BEGIN TEXT FOR ANALYSIS

The stakes of our leaders' surreal obsession with deficits just got a lot higher. The economy could tip from stagnation into a real depression.
As it dawned on Wall Street that austerity would not in fact help the real economy, panic selling ensued. The swooning stock market, in turn, creates one more source of belt-tightening that pushes us closer to an abyss.
As the value of savings and the earnings on investments plummet, consumers are even less likely to go out and by products.
Businesses are even less likely to expand or to take on new employees. And so the whole downward slide feeds on itself.
The imagined savings from deficit reduction will be more than wiped out by slower than projected growth, as this recent analysis from John McDermott from the blog Alphaville shows.
If GDP growth is even half a percent lower less than the budget-cutters assumed, nearly all of the projected budget savings vanish. And the belt-tightening in the budget deal is very likely to push the economy deeper into a downward spiral.
So austerity is a game of the economy chasing its own tail, as it spins downward.
Time is running out. If we were to shift to a program of massive public investment now, we might avert another depression. The spending could be financed part by surtaxes on the wealthy, and partly by deeper deficits for a year or two until a recovery kicks in.
But if we continue to focus on budget-cutting instead, the economy will stay stuck in first gear, the deficit will remain high no matter how much we cut (because of dwindling tax receipts), and after another five years, we really could start looking like a fiscal Italy.

END TEXT FOR ANALYSIS

→ WHAT TO DO:
(1) In the austerity passage, list every outcome it predicts if budget-cutting remains the focus.
(2) Rewrite the stretch of the austerity passage from "As it dawned" through "feeds on itself.", replacing "consumers" with "households".

BEGIN AVAILABLE DATA

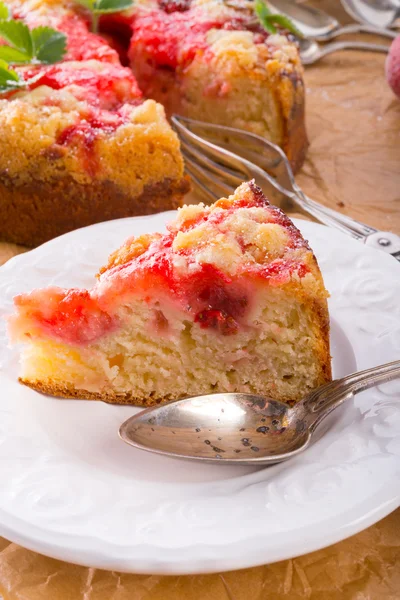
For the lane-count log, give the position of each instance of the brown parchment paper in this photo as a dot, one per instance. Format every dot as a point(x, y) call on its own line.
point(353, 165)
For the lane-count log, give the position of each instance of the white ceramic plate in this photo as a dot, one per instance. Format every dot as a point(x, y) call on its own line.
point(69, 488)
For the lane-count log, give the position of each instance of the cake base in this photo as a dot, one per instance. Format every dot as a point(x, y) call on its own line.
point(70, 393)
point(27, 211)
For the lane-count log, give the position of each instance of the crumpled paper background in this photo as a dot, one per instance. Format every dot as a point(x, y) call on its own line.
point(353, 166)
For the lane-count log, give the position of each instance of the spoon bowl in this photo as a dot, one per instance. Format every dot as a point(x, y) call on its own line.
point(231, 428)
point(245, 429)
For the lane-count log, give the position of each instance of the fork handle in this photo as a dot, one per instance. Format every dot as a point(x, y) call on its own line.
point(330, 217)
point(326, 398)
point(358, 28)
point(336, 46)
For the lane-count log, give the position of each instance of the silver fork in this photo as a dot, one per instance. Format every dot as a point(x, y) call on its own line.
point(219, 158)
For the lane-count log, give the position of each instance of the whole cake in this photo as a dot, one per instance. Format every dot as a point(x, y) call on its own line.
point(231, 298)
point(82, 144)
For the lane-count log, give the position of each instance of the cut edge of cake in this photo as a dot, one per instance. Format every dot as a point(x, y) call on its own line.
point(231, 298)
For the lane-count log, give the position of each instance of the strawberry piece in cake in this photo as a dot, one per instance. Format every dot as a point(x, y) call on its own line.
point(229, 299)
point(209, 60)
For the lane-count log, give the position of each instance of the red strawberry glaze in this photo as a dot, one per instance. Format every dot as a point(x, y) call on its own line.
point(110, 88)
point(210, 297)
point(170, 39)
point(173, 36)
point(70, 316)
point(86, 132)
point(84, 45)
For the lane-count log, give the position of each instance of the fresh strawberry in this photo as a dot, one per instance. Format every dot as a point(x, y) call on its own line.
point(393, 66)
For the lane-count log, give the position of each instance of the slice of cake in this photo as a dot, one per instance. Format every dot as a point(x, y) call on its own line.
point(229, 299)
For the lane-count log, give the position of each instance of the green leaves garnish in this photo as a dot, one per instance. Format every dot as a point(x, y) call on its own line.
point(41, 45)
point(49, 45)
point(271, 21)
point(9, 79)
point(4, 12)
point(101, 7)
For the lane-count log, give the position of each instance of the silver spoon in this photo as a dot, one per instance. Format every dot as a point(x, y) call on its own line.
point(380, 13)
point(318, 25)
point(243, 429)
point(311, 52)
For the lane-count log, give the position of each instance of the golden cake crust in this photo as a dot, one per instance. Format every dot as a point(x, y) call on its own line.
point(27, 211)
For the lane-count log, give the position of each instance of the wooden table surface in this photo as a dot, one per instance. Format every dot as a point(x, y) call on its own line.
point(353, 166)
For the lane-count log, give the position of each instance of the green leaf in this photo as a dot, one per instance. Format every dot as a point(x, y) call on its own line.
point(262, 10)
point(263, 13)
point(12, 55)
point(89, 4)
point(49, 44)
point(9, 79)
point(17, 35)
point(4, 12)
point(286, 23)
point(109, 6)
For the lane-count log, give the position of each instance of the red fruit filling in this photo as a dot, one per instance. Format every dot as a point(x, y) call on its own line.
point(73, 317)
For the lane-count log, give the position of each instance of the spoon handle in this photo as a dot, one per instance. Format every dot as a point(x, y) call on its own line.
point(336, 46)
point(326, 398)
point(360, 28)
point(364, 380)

END AVAILABLE DATA

→ TASK RESPONSES:
(1)
- The economy will stay stuck in first gear.
- The deficit will remain high no matter how much is cut, because of dwindling tax receipts.
- After another five years, the country could start looking like a fiscal Italy.

(2)
As it dawned on Wall Street that austerity would not in fact help the real economy, panic selling ensued. The swooning stock market, in turn, creates one more source of belt-tightening that pushes us closer to an abyss.
As the value of savings and the earnings on investments plummet, households are even less likely to go out and by products.
Businesses are even less likely to expand or to take on new employees. And so the whole downward slide feeds on itself.